[Aim of the exercise] Which lines in the records below contain the word "format"? Extract each of them in full.

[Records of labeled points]
☆ ☆ ☆ ☆

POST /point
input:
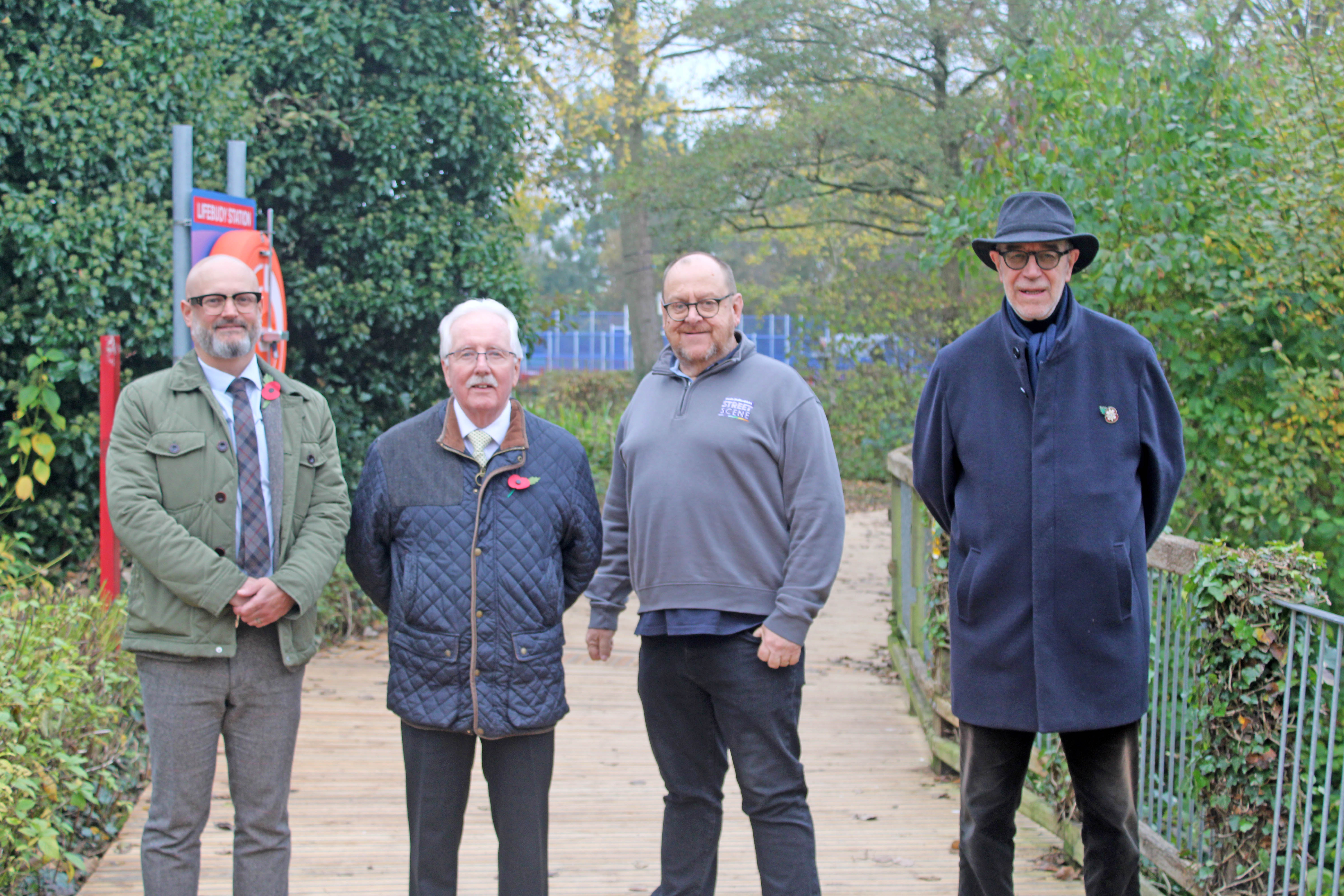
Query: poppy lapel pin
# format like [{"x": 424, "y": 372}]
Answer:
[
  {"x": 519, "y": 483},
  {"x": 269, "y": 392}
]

☆ ☆ ☆ ☆

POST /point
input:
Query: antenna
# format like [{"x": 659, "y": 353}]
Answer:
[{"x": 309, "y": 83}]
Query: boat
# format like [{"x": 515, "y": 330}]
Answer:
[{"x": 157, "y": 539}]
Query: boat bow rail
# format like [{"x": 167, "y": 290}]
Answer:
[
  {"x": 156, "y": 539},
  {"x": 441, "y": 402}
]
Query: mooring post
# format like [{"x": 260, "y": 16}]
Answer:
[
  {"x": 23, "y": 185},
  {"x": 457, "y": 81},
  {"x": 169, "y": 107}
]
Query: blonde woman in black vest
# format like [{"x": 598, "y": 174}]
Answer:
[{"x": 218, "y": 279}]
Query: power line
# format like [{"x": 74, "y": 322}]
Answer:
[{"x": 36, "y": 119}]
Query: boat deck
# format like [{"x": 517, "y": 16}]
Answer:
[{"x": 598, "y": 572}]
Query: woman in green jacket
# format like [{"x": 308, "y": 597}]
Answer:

☆ ☆ ☆ ☆

[Written answer]
# format like [{"x": 424, "y": 372}]
# format like [{"x": 659, "y": 353}]
# format like [{"x": 515, "y": 330}]
# format like [{"x": 167, "y": 290}]
# format like [{"x": 260, "y": 16}]
# format like [{"x": 598, "y": 174}]
# format like [{"x": 74, "y": 322}]
# format like [{"x": 517, "y": 16}]
# format like [{"x": 308, "y": 597}]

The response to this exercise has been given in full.